- _PROMPT_
From the listing below, pull out every line that contains the word "wave" and copy each of those lines in full.

────────────────────────────────────────

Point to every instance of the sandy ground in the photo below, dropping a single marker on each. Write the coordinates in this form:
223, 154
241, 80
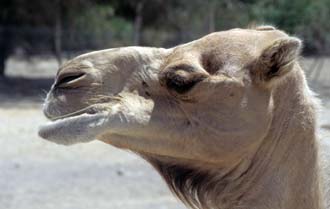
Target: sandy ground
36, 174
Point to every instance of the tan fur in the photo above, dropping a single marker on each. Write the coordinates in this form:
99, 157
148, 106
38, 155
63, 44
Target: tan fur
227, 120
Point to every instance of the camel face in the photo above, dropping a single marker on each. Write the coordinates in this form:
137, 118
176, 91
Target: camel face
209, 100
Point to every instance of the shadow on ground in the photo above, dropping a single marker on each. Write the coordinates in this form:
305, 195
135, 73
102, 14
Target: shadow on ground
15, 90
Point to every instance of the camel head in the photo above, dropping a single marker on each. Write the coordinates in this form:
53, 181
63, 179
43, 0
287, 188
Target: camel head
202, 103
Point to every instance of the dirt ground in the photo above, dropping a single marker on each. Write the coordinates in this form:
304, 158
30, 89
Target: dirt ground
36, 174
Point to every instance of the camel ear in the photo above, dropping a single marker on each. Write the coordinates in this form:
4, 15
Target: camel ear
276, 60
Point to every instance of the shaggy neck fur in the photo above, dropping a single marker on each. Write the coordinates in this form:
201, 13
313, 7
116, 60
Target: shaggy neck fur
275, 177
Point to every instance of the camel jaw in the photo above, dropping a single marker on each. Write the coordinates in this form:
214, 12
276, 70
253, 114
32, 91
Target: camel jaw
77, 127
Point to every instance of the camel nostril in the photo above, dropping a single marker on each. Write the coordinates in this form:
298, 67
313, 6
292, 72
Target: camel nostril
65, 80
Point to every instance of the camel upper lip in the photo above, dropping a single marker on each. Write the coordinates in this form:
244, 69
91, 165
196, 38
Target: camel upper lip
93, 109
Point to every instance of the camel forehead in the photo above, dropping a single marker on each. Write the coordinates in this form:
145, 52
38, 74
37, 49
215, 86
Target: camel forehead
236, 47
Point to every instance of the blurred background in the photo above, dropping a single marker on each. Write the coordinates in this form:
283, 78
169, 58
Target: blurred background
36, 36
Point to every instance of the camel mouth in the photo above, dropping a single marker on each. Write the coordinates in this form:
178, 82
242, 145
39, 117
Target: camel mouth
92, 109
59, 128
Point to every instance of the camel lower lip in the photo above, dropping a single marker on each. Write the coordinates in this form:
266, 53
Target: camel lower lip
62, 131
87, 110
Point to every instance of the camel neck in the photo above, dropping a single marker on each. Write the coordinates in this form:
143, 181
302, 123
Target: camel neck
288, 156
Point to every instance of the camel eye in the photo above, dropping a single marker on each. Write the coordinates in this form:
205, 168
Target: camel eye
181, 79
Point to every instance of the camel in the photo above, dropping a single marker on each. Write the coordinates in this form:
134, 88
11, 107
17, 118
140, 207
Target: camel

────────────────────────────────────────

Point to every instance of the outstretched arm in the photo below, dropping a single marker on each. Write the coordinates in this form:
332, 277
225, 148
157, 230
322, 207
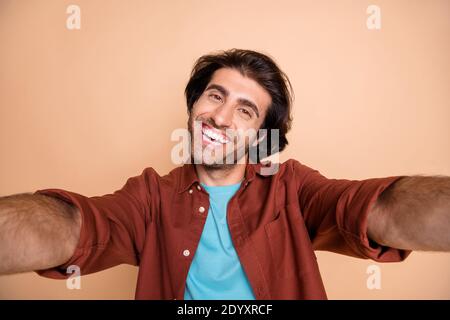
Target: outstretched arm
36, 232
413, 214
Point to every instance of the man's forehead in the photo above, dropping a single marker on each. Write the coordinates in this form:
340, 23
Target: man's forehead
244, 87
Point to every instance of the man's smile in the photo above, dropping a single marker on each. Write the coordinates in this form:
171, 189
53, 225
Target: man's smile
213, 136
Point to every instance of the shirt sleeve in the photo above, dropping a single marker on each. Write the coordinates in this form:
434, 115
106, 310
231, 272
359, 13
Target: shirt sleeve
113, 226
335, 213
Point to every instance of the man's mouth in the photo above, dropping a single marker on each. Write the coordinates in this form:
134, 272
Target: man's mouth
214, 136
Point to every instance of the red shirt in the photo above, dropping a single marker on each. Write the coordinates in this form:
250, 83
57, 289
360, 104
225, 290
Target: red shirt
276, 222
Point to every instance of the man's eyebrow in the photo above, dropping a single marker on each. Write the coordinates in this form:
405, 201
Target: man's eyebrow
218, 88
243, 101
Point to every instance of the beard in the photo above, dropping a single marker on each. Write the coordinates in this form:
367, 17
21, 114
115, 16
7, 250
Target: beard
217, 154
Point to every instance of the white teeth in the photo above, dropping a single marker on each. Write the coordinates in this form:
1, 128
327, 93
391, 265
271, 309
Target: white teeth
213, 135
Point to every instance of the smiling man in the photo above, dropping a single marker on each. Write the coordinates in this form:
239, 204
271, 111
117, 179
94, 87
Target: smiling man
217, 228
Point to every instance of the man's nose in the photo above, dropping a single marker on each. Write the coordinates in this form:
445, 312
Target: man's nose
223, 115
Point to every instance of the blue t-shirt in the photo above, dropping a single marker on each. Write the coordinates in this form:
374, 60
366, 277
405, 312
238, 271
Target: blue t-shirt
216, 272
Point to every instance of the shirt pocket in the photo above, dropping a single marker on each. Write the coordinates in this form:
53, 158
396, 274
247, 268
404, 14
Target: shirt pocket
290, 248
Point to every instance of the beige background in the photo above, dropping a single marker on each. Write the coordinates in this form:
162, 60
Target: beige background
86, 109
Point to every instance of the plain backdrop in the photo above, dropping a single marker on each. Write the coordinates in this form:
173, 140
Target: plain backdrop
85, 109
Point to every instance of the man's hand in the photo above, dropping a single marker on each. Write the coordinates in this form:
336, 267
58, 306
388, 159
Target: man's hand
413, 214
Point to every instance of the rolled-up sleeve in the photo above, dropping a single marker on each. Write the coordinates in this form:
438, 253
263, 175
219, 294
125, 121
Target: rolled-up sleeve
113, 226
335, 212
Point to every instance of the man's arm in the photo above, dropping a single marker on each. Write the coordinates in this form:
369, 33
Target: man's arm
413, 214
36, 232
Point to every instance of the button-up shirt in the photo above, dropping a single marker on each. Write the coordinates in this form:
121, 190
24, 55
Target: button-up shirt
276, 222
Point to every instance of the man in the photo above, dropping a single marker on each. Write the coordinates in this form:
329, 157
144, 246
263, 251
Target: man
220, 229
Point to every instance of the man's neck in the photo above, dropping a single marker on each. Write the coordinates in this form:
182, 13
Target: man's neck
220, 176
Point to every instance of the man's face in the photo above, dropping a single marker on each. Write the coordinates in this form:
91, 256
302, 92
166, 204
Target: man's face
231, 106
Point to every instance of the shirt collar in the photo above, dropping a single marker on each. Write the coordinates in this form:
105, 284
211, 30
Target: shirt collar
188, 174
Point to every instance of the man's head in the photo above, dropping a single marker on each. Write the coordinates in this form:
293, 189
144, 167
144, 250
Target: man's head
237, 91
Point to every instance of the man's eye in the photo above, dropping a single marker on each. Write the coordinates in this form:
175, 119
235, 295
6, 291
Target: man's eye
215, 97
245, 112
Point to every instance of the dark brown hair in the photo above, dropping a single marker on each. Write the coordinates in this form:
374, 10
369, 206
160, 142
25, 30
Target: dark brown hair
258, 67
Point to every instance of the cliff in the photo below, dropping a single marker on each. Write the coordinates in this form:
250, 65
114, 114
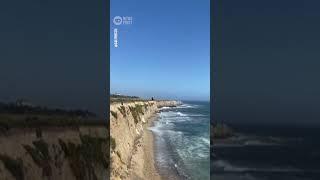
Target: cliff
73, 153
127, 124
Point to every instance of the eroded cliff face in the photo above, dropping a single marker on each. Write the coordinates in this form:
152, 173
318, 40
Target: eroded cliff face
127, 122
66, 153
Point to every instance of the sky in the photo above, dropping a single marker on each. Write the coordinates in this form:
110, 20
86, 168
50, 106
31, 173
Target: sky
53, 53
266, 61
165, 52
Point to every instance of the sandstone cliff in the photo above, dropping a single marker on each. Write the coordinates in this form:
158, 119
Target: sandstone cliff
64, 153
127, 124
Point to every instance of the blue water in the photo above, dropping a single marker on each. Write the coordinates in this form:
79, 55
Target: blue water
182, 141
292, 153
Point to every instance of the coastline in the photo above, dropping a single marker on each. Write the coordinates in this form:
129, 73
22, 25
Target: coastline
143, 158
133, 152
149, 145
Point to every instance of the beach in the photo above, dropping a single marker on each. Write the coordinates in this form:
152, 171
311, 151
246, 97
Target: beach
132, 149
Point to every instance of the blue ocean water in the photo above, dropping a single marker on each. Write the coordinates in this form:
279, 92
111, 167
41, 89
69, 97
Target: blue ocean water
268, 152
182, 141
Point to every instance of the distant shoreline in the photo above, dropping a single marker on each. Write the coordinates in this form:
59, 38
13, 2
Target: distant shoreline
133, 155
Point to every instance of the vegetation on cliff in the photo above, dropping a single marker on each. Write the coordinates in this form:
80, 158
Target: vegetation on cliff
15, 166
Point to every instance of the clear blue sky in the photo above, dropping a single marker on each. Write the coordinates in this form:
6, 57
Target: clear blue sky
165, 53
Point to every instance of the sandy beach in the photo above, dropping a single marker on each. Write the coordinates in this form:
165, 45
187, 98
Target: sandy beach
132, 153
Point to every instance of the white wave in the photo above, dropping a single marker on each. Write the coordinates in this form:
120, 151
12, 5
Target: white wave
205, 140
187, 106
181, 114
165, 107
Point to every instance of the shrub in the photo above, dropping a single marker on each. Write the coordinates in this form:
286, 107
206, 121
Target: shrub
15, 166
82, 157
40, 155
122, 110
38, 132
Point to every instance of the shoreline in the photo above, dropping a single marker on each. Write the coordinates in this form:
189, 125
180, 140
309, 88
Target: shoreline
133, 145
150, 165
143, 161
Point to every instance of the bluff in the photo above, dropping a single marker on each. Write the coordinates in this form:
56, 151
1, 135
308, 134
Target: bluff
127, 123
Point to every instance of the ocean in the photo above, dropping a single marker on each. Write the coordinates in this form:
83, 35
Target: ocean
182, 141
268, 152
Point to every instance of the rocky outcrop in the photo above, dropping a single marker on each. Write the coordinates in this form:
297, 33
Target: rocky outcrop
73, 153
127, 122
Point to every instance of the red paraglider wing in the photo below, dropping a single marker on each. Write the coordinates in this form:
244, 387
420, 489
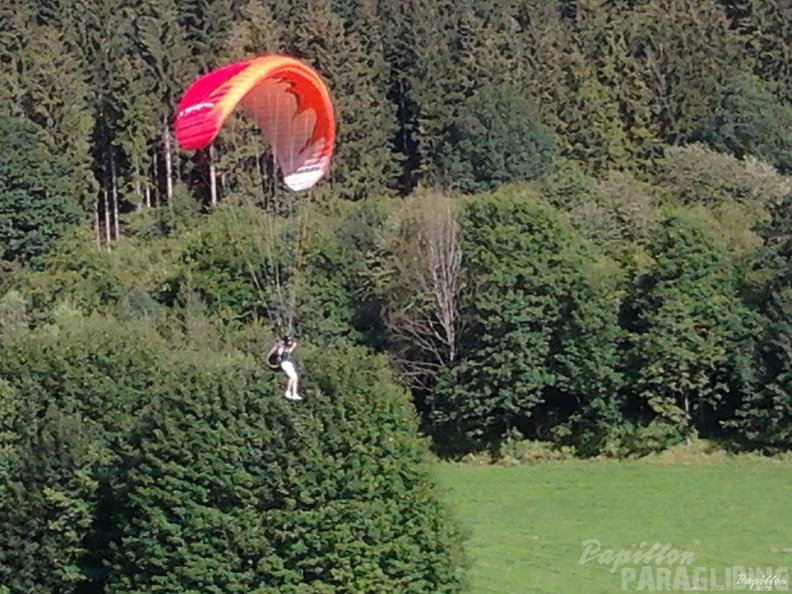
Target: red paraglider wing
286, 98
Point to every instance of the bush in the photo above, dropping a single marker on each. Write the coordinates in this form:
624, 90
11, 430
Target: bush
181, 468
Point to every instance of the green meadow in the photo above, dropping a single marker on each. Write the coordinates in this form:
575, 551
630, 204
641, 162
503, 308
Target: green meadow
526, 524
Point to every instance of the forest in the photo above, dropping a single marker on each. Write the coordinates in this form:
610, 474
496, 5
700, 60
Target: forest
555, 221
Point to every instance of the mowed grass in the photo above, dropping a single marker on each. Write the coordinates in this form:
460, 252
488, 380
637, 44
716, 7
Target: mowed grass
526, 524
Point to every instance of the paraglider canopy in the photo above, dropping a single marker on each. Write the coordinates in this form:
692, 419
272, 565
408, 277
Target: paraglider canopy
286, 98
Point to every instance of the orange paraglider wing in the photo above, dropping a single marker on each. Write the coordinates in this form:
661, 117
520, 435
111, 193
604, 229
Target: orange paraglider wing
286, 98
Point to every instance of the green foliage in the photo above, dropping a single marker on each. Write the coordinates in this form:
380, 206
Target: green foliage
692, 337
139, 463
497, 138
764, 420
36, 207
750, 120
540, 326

────────────────────────────────────────

- _ANSWER_
Point to every instance of the white wave in the photo above, dropping a single marker on each. Write the coordinates in this form:
Target: white wave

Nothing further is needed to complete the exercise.